Cardinal George clarifies two points about opposition to the HHS mandate

An excerpt from Francis Cardinal George’s May 20th column in Catholic New World:

Because public discussion of the Department of Health and Human Services’ interpretation of the requirements of the health care reform legislation will remain a matter of public debate, it is important to clarify and pinpoint the Catholic bishops’ concerns in this important issue. They are two: 1) government infringement on religious liberty; and 2) restrictions on freedom of conscience.

Religious liberty means that all religions are free to identify and control their own ministries, without interference from the government. The institutional names of our Catholic ministries in Chicago are well known; for example, there are Catholic universities (like Loyola, DePaul and others) and Catholic schools (like St. Ignatius, Marian, Fenwick and others). There are Catholic hospitals and health care centers (like Resurrection, St. Anthony, St. Bernard and others). There are Catholic social service agencies (like Catholic Charities of the Archdiocese of Chicago) and Catholic child welfare institutions (like Misericordia, Mercy Home, Marillac House and many others). Under the HHS regulations, none of these institutions is Catholic. The government has unilaterally decided that it has the “right” to determine what is Catholic (or Jewish or Muslim) and what is not. Religious ministries are reduced to public services, with their identity changed by government edict. This is a novel intrusion of the government into the internal life of the church and other religious organizations. It is a First Amendment issue and will eventually be decided by the courts.

[Information shown]
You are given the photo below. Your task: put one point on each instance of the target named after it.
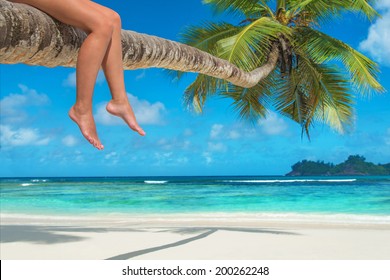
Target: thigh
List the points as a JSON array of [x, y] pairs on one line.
[[84, 14]]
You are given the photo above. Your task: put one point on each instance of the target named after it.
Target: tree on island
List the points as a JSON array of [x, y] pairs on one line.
[[275, 58], [354, 165]]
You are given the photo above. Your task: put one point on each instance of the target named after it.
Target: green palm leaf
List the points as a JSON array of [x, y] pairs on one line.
[[323, 48], [251, 45], [247, 8], [323, 10]]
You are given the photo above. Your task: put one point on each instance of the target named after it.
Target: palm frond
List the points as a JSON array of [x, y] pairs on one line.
[[240, 7], [316, 93], [323, 48], [324, 10], [251, 45], [206, 36]]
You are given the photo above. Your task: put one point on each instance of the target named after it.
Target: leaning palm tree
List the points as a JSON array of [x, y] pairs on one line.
[[314, 76], [29, 36]]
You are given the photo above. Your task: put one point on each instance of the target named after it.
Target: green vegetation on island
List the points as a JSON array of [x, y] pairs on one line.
[[354, 165]]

[Tasks]
(A) Answer these about the column excerpt on the HHS mandate:
(i) What two concerns of the Catholic bishops does it name?
(ii) Which Catholic social service agency does it give as an example?
(iii) What kind of issue does it call the government's intrusion, and who will eventually decide it?
(B) Please continue the column excerpt on the HHS mandate, picking up after its final sentence.
The items have no connection to the column excerpt on the HHS mandate.

[Responses to the tasks]
(A)
(i) Government infringement on religious liberty, and restrictions on freedom of conscience.
(ii) Catholic Charities of the Archdiocese of Chicago.
(iii) A First Amendment issue, which will eventually be decided by the courts.

(B)
Freedom of conscience means that neither an institution nor an individual should be coerced by the government into doing or paying for an action they believe to be immoral. Institutional and personal conscience had previously been protected in federal health care legislation by the Hyde, Church and Weldon amendments. These legal protections have been removed from the health care law, and freedom of conscience has been restricted. This is a policy issue and will probably be decided by either legislative or executive action.

Read the entire column.

On a related note, Leroy Huizenga made a point yesterday on the First Things blog that I’ve touched on a couple of times and bears repeating:

The appeal to religious liberty is important, but it must be one prong of a two-pronged strategy. We must also explain why Christians historically have held contraception to be an intrinsic evil. Otherwise, we’ll be regarded at best as irrational eccentrics the state merely tolerates. In the long run, those simply tolerated tend not to fare well.

It is not important, I think, that we actually convince people that Catholics are right on contraception, as amply demonstrated by the support for Catholic rights shown by many Protestants who accept contraception. I do think it is important that people see that we have substantive and well-thought-out reasons for why Catholics reject contraception (as did all major Christian bodies until 1930). We need to show that what is now the Catholic position isn’t simply the fruit of a papal diktat but rather that our position is beautiful, issuing forth from the most profound reflection on Nature and the human person, that our position is a matter of reason and not only revelation, that it’s not really a matter of a mere “religious exemption” at all.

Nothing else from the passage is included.